* Task item:
Please work out how many lines include the word "most" in the entries, and reply with only the count.

* Provided records:

○ ○ ○ ○ ○

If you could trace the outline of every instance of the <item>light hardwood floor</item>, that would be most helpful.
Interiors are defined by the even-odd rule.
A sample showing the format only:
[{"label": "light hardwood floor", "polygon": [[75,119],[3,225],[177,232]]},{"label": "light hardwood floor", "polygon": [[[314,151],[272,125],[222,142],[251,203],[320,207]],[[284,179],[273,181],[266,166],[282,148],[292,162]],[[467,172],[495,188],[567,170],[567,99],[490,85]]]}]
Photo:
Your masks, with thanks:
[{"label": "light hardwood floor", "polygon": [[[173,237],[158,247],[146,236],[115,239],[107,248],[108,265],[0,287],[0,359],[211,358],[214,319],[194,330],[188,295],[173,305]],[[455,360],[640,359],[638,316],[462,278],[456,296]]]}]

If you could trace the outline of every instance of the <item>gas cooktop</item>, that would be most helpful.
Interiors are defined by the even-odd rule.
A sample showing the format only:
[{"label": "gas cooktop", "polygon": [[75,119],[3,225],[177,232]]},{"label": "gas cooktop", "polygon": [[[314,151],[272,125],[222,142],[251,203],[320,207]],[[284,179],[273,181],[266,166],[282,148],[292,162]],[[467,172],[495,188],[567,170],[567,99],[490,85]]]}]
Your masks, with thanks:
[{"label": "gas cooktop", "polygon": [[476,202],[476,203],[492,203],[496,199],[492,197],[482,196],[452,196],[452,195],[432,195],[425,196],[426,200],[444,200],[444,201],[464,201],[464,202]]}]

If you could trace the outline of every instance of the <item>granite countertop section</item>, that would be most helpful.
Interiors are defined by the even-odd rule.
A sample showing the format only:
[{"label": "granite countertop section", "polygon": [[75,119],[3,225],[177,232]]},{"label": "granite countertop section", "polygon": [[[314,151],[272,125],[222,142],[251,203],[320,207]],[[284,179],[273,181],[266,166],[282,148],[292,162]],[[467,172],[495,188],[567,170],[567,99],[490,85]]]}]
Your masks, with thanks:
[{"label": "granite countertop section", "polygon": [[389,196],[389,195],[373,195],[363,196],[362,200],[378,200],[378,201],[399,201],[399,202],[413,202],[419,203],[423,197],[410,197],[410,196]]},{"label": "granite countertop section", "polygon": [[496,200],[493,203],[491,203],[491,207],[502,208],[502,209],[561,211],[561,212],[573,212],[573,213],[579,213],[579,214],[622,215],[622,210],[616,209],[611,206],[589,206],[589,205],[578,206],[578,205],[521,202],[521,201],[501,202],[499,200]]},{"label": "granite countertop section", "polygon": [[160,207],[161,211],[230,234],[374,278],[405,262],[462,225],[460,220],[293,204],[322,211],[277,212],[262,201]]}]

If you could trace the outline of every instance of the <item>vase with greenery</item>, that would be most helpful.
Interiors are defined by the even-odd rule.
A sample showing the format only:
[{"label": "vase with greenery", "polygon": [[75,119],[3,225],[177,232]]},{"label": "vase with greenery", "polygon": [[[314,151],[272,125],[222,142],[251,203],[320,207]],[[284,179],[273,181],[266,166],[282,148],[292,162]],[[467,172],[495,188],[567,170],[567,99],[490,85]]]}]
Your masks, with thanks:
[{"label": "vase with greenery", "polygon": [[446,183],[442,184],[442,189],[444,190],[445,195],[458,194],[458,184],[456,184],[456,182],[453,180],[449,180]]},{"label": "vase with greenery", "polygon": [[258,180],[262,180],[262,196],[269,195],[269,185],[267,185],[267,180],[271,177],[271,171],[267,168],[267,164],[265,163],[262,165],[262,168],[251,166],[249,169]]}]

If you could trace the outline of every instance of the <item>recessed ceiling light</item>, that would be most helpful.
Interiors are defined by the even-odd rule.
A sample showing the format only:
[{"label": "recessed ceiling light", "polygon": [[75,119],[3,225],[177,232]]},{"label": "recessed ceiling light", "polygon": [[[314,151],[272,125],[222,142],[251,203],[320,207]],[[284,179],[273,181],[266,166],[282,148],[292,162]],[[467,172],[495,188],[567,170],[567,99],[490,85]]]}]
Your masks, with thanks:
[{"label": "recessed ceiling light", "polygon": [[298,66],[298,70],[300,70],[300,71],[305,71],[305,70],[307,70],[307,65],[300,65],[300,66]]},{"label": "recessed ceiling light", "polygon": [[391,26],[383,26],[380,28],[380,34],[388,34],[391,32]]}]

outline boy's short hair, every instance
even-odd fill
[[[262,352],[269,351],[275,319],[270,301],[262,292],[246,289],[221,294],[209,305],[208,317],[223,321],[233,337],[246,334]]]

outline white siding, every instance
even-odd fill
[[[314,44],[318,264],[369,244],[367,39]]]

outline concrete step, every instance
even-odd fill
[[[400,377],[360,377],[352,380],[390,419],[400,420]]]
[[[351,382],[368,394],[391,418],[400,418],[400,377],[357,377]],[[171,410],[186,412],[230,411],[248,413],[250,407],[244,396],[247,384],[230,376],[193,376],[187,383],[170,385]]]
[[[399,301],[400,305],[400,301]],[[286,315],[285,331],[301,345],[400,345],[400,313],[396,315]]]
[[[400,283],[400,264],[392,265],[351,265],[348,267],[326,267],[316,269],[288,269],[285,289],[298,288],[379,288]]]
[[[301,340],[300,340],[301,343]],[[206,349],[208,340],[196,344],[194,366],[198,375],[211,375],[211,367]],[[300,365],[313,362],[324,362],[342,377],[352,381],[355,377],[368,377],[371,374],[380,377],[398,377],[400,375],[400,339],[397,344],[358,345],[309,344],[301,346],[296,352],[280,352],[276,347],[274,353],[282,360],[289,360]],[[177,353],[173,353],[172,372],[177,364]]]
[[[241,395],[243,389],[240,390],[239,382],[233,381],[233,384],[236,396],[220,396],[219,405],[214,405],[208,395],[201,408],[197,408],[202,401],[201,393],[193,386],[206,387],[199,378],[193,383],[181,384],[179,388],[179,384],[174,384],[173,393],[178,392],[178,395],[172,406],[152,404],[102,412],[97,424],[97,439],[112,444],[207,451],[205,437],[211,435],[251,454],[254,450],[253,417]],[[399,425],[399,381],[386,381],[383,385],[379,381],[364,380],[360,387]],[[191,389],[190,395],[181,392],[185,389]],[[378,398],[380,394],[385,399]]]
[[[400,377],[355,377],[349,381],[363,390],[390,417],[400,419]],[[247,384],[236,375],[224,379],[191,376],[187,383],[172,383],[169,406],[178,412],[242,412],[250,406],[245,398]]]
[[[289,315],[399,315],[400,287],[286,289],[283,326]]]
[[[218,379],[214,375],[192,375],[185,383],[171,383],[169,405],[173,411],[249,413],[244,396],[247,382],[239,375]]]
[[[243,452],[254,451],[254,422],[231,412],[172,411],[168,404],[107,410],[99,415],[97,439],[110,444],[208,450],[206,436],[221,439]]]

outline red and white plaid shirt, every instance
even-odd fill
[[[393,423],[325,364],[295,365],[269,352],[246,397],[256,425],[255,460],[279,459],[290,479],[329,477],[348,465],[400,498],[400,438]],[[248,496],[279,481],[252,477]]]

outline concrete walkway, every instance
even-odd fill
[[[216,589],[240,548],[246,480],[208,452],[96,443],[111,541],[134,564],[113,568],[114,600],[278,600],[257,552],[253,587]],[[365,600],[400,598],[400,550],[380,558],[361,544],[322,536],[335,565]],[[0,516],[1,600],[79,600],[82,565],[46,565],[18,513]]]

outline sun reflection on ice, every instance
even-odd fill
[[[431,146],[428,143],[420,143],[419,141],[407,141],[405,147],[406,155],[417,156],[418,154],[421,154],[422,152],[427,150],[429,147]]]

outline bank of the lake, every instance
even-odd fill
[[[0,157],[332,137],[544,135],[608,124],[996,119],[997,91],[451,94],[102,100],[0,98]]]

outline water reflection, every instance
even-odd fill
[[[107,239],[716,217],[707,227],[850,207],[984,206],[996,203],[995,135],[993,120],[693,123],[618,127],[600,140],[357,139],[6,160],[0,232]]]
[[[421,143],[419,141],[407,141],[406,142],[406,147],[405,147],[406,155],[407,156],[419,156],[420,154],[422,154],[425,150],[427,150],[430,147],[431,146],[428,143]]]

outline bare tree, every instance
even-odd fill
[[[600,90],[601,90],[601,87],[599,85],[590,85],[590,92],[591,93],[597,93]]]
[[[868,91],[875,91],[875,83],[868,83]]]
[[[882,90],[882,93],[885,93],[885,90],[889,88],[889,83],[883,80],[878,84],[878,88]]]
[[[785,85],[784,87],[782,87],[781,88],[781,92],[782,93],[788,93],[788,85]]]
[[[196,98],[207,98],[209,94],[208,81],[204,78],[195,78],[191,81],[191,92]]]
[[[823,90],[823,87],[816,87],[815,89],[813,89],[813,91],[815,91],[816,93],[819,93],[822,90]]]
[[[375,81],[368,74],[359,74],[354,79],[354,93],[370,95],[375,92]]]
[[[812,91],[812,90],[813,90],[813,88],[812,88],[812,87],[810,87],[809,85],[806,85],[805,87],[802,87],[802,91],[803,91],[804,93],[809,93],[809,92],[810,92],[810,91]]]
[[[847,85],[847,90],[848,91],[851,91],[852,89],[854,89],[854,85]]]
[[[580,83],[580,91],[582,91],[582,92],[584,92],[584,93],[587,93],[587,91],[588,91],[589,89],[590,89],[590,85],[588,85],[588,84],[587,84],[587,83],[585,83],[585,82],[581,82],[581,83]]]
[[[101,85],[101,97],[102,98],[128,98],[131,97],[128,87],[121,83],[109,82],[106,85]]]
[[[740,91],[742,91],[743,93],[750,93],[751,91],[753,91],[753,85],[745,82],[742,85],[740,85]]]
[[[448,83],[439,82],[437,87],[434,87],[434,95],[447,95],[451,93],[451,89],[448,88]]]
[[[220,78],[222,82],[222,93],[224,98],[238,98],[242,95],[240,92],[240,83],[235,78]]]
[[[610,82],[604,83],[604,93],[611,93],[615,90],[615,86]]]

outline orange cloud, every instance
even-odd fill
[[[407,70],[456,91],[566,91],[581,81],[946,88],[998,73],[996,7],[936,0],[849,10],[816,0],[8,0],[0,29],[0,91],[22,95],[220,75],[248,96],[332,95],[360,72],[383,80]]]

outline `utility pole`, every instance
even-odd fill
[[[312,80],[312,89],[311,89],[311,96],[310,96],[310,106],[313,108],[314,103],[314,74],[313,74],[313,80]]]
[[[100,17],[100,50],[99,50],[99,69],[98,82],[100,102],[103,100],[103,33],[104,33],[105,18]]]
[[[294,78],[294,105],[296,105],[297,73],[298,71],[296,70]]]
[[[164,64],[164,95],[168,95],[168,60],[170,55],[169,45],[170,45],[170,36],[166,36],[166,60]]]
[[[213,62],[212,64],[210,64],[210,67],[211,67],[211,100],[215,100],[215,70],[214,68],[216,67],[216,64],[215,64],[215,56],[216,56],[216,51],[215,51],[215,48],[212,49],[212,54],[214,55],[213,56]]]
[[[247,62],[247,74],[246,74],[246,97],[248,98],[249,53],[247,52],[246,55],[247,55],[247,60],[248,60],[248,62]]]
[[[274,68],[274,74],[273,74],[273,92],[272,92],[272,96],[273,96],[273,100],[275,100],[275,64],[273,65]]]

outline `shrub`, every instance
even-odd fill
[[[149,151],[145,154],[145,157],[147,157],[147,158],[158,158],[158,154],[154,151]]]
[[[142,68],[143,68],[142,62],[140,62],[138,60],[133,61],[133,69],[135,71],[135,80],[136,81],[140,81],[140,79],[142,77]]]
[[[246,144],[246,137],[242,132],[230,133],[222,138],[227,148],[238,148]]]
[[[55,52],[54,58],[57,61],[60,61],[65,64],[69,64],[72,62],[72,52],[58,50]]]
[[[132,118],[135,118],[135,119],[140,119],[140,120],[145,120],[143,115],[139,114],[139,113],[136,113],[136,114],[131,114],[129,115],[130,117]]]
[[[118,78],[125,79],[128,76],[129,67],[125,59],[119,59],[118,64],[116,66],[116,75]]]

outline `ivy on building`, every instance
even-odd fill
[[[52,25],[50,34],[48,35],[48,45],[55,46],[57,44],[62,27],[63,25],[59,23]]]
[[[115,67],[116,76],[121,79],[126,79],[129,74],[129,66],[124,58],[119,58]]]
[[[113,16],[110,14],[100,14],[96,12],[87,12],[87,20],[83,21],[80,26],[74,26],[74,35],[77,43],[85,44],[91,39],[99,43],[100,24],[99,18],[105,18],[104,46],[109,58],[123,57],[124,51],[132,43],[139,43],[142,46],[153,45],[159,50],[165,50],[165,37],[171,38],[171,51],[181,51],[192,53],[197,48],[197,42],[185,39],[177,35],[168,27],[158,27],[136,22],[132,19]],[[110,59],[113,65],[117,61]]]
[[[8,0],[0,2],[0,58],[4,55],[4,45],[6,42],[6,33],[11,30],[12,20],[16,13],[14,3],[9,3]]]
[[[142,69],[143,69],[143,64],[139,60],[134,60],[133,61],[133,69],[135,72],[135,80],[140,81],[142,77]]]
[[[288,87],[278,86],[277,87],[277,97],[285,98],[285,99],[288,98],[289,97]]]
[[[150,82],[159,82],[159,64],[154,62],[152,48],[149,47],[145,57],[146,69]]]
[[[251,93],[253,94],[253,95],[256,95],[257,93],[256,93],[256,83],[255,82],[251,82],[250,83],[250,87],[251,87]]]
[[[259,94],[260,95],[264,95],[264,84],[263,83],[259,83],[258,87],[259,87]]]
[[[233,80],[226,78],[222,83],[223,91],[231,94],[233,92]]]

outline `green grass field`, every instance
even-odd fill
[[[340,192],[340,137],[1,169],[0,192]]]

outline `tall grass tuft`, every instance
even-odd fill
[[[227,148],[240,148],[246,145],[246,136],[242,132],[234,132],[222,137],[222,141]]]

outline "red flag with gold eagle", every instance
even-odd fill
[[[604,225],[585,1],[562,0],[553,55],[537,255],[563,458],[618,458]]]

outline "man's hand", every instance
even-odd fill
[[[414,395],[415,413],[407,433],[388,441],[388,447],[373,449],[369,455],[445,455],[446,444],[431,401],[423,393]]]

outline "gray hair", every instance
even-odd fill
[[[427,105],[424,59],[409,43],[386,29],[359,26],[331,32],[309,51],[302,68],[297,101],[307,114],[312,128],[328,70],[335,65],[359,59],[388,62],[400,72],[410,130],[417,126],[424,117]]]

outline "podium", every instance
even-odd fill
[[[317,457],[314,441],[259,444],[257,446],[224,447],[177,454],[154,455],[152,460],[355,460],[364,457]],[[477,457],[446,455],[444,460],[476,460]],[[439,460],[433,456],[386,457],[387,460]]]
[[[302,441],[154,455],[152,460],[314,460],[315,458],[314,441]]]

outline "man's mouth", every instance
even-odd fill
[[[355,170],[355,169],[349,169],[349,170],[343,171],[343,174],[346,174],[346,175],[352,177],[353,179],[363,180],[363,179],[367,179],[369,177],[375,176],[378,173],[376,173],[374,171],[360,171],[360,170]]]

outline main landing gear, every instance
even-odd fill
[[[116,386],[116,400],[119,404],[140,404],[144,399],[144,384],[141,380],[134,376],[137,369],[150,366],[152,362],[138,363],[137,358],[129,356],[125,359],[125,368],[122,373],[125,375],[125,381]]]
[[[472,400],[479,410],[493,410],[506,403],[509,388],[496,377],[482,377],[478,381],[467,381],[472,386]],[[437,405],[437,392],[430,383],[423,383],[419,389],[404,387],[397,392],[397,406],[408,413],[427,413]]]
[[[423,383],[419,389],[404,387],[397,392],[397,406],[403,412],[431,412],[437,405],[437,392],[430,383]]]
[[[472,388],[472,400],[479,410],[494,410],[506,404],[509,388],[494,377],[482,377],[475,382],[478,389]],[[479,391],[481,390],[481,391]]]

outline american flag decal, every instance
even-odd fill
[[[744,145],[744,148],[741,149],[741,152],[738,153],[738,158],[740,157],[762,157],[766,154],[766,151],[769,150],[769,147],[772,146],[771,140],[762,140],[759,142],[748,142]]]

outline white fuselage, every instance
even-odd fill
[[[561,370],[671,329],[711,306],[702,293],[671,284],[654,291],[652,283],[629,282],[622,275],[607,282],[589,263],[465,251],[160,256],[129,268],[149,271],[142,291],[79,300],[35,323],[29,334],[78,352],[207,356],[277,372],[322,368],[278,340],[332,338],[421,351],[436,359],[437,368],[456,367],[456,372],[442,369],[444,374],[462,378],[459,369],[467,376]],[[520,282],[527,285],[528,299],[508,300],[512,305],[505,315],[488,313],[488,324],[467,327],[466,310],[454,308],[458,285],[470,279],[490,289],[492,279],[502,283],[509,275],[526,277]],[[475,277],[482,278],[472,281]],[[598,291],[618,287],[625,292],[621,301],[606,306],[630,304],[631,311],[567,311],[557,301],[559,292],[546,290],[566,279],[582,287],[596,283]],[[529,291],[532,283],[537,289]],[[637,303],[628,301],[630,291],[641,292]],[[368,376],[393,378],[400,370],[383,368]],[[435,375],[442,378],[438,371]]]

○ ○ ○ ○ ○

* Result of the task:
5